» Records supplied
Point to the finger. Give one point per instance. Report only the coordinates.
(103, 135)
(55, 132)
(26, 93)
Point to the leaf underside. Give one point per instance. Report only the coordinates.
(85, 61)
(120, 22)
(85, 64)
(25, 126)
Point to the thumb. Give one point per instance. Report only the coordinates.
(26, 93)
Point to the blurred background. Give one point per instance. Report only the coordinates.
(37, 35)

* * *

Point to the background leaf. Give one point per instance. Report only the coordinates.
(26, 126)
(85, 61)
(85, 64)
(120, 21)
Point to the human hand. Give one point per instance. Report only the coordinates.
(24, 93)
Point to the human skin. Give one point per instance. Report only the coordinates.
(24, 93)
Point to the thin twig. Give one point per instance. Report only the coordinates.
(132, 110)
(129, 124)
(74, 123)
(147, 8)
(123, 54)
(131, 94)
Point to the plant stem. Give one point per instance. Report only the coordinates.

» Aim of the exercise
Copy out the records again word for word, from the line containing "Point to the thin" through the line containing "Point to the plant", both included.

» Result for this exercise
Point to the thin twig. Give one point per instance. Report only the coordinates.
(132, 110)
(129, 124)
(74, 123)
(147, 8)
(123, 54)
(131, 94)
Point to the plant stem. Give one point per instance. Report only the coordinates.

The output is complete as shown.